• _Your instructions_: From the study guide on calculating rate below, write out everything from "Data Analysis and" down to "in one hour." word for word.

• _Document excerpt_:

Data Analysis and Statistics Study Guide for the Math Basics

Calculating Rate

Rate or Rate of change is the ratio of how much one one quantity changes per unit of another. Common rates you might be familiar with: speed (miles per hour, kilometers per hour, feet per second, etc.), heart rate (beats per minute) and fuel efficiency (miles per gallon), to name a few.

For instance, if you are driving at a speed of 60 mph, then that means you travel 60 miles in one hour.

To calculate the rate, simply divide one quantity by the other. Remember, the word per means division. If your heart beats 328 times in a 4 minute interval, then:

\[heart \; rate = \dfrac{328 \; beats}{4 \;minutes} = \dfrac {82 \; beats}{1\;minute} = 82 \;bpm\]

For bivariate data (comparing two variables), rate is commonly referred to as the slope of the graph. Take the following graph comparing distance travelled and fuel used.

m-b-data-anal:-stat-s-g-9.jpg

The ordered pairs on the graph are: $(2,0), (4,60),\; and \;(6,120)$

Here are some common ways to represent the rate of change, or slope using this example.

\[rate\;of\;change=\dfrac{rise}{run}\]

You can do this using any two points provide the data is linear.

• _Information supplied_:
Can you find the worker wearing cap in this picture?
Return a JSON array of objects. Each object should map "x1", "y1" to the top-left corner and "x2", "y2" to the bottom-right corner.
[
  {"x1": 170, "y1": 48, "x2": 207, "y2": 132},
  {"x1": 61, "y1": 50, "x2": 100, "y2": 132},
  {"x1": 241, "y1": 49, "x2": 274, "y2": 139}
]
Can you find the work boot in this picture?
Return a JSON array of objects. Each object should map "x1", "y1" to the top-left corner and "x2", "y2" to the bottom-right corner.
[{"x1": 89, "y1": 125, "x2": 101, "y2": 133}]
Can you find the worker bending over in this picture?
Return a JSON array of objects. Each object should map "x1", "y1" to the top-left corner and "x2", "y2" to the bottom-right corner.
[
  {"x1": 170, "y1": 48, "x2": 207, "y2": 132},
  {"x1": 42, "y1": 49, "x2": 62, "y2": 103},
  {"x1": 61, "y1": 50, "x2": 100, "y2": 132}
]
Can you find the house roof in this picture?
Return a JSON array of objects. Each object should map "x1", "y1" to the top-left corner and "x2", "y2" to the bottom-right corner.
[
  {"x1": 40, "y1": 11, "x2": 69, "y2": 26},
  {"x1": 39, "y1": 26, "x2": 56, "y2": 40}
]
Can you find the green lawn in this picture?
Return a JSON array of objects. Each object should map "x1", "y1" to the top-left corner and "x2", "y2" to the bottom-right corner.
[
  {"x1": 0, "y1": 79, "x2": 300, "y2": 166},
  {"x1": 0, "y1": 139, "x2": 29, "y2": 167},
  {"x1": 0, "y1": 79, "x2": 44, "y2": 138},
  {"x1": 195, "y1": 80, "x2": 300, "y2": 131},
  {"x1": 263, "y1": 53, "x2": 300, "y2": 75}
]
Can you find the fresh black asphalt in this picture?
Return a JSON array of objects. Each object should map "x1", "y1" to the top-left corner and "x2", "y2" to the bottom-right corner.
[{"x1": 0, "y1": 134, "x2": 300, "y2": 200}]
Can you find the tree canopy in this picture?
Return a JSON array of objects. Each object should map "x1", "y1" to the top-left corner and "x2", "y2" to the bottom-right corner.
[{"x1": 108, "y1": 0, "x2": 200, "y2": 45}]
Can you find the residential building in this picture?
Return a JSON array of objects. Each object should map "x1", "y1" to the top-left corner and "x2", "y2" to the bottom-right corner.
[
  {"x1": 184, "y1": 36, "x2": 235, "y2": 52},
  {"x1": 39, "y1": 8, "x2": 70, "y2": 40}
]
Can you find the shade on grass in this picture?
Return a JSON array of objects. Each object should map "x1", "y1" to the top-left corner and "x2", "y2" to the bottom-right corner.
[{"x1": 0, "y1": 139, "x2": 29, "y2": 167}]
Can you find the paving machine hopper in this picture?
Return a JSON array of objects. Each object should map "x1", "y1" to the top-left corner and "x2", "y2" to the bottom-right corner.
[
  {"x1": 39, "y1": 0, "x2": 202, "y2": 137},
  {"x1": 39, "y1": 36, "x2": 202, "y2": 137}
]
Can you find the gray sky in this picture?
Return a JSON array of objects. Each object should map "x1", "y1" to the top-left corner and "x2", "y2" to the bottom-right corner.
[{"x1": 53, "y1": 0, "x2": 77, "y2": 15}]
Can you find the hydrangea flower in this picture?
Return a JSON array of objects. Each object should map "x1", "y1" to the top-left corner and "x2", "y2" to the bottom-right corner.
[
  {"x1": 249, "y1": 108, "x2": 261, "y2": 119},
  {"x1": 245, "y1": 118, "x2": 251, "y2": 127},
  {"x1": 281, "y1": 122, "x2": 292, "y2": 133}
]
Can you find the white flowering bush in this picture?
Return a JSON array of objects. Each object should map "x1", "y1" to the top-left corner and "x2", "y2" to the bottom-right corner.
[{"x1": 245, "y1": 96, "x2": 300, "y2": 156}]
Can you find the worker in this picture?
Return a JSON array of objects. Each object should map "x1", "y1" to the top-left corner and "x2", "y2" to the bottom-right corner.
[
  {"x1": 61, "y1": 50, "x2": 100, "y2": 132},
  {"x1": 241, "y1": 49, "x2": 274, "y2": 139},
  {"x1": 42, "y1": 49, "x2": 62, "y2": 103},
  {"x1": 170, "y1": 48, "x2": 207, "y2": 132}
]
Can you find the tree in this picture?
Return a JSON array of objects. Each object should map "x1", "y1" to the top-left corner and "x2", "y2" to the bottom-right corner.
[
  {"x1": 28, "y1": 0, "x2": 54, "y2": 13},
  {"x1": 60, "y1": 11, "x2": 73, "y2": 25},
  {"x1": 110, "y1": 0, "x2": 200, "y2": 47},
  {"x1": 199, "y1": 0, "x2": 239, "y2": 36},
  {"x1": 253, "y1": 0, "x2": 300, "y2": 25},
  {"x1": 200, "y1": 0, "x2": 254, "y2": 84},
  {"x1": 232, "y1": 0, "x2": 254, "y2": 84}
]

• _Complete response_:
Data Analysis and Statistics Study Guide for the Math Basics

Calculating Rate

Rate or Rate of change is the ratio of how much one one quantity changes per unit of another. Common rates you might be familiar with: speed (miles per hour, kilometers per hour, feet per second, etc.), heart rate (beats per minute) and fuel efficiency (miles per gallon), to name a few.

For instance, if you are driving at a speed of 60 mph, then that means you travel 60 miles in one hour.